(Items drawn from a data source)

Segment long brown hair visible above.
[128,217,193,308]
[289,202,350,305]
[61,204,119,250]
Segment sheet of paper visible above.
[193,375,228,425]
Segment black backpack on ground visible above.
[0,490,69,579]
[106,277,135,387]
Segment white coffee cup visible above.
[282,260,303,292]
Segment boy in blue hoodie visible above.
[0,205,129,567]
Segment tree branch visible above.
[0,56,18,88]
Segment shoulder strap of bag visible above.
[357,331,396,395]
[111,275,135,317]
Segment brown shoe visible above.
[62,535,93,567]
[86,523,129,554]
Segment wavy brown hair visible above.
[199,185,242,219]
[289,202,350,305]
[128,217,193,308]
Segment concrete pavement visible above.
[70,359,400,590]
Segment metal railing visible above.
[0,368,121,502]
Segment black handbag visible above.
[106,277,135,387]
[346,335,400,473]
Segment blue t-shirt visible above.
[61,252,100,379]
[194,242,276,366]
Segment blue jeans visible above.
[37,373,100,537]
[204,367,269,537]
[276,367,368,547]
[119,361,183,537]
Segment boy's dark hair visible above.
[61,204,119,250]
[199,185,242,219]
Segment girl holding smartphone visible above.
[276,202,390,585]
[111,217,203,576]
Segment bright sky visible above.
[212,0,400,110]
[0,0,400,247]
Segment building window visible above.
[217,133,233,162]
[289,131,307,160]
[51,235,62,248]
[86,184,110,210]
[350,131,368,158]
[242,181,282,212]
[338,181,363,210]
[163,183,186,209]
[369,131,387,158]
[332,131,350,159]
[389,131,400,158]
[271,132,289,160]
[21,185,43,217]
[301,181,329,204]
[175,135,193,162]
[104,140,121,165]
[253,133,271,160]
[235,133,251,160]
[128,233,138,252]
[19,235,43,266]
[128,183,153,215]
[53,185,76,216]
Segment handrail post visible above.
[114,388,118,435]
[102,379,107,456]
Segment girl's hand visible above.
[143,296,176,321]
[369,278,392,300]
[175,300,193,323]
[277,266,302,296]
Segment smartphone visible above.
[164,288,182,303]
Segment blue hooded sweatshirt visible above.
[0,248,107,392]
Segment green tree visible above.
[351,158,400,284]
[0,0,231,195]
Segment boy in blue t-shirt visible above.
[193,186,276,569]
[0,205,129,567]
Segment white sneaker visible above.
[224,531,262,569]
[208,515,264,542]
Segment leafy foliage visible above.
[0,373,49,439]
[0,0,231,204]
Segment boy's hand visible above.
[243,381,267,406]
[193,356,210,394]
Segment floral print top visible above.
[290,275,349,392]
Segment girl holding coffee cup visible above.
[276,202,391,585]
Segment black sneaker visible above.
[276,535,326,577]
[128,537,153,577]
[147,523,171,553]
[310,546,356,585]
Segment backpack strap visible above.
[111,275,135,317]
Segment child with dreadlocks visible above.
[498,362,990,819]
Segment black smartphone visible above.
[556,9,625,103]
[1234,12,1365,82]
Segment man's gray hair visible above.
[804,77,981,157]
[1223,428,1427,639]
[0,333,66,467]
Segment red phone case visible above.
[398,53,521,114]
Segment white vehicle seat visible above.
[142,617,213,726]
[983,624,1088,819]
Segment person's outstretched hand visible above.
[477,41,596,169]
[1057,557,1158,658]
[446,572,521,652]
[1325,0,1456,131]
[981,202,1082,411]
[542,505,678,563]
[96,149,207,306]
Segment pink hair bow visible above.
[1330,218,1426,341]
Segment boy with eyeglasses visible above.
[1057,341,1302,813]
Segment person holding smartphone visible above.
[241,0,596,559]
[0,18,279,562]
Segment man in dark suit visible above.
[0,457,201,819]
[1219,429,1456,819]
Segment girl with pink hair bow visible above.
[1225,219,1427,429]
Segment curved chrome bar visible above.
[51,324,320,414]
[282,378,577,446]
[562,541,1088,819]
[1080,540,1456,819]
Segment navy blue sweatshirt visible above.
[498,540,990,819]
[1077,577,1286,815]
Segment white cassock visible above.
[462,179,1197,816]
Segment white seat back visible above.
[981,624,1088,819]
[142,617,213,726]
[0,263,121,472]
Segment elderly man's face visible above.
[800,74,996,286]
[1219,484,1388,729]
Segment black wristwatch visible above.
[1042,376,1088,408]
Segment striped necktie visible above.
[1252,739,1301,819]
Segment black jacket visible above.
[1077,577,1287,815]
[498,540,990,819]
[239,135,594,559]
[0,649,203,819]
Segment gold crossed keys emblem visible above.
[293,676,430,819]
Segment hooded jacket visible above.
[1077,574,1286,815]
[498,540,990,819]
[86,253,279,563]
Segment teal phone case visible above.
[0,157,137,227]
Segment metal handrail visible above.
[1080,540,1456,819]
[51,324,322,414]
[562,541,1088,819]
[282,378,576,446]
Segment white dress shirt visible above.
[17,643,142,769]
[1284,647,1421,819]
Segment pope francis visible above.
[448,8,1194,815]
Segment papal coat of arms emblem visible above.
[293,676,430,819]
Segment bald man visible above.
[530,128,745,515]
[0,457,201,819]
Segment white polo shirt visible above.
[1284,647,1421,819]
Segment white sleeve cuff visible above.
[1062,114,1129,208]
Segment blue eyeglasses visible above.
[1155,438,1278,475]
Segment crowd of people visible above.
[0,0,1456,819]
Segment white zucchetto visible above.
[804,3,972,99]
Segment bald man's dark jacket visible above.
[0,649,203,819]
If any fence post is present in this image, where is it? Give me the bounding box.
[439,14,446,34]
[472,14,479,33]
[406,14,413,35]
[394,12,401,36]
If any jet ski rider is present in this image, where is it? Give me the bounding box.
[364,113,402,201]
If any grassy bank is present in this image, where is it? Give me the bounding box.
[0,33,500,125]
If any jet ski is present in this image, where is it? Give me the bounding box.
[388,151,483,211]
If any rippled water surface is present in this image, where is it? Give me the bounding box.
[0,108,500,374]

▸ **TASK PROMPT**
Can you copy out, unchanged and line for line, the records starting at the line containing "Segment man in dark suit visible above." and ending at the line containing "[1252,739,1301,819]", with both of those lines included?

▸ **OUTPUT FOR THIS EXERCISE**
Segment man in dark suit visible above.
[0,457,201,819]
[1219,429,1456,819]
Segment girl with pink hair bow visible above.
[1225,219,1427,429]
Segment curved chrome bar visible above.
[51,324,320,414]
[282,378,577,446]
[562,541,1088,819]
[1080,540,1456,819]
Segment navy blue sweatshirt visible above.
[498,540,990,819]
[1077,577,1286,815]
Segment white cassock visible above.
[462,179,1197,816]
Segment white seat back visible above.
[981,624,1088,819]
[142,617,213,726]
[0,263,121,472]
Segment elderly man's face visible above.
[800,74,996,286]
[1219,484,1388,729]
Segment black wristwatch visible above.
[1042,376,1088,408]
Segment striped necktie visible above.
[1252,739,1301,819]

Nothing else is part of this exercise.